▶ _Schriftliche Aufgabe_:
Schreib die Einträge ab der Zeile mit „of the **flagpole**“ bis zum Ende vollständig neu, den gesamten Text eingeschlossen. Multipliziere dabei nur die Koordinaten in den Antworten mit 2,4 und runde sie auf ganze Zahlen, Hälften aufwärts.

▶ _Übungseinträge_:
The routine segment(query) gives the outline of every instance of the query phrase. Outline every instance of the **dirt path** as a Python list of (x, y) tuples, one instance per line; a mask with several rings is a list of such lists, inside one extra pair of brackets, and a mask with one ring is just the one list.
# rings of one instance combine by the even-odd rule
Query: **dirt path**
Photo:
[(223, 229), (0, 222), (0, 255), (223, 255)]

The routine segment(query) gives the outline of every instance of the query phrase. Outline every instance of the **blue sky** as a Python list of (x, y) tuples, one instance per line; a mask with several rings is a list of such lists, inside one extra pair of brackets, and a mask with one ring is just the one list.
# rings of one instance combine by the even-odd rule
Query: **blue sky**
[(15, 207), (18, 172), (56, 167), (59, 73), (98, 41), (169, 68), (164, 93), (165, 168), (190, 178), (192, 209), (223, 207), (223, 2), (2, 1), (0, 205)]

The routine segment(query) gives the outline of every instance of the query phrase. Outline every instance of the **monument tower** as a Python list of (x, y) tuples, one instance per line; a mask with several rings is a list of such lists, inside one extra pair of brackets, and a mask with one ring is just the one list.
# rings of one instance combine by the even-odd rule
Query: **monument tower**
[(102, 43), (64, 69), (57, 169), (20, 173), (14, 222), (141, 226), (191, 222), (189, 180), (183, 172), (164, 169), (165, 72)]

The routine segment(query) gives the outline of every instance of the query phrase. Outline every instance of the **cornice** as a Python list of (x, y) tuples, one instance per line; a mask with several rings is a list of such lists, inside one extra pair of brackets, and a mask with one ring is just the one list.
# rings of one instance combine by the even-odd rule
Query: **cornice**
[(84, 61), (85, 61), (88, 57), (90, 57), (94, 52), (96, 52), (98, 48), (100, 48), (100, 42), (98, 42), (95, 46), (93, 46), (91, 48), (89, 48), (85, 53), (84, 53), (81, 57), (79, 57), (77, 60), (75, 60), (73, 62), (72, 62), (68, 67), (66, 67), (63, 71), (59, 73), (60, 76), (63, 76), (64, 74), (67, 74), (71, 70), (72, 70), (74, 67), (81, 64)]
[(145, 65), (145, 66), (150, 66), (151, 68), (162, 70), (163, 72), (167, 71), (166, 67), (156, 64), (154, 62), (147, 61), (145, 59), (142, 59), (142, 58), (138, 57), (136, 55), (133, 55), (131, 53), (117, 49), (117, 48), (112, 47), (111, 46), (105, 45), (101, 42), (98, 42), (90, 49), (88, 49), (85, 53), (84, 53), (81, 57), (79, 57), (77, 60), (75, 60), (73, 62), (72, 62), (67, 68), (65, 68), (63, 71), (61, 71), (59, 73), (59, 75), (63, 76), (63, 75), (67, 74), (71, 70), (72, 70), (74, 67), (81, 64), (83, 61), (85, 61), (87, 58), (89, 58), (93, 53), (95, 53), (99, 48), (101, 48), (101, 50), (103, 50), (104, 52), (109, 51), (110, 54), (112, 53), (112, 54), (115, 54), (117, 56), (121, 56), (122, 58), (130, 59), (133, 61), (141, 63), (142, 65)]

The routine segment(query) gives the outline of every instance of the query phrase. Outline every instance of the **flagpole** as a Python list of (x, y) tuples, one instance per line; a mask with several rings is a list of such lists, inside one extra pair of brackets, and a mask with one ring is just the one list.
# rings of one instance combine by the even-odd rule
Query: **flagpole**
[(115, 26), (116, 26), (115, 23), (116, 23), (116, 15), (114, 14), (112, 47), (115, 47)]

▶ _Antwort_:
The routine segment(query) gives the outline of every instance of the query phrase. Outline every instance of the **flagpole** as a Python list of (x, y) tuples, one instance per line; a mask with several rings is a list of such lists, inside one extra pair of brackets, and a mask with one ring is just the one list.
# rings of one instance combine by the even-odd rule
Query: **flagpole**
[(276, 62), (278, 62), (276, 55), (278, 55), (278, 36), (274, 34), (269, 113), (276, 113)]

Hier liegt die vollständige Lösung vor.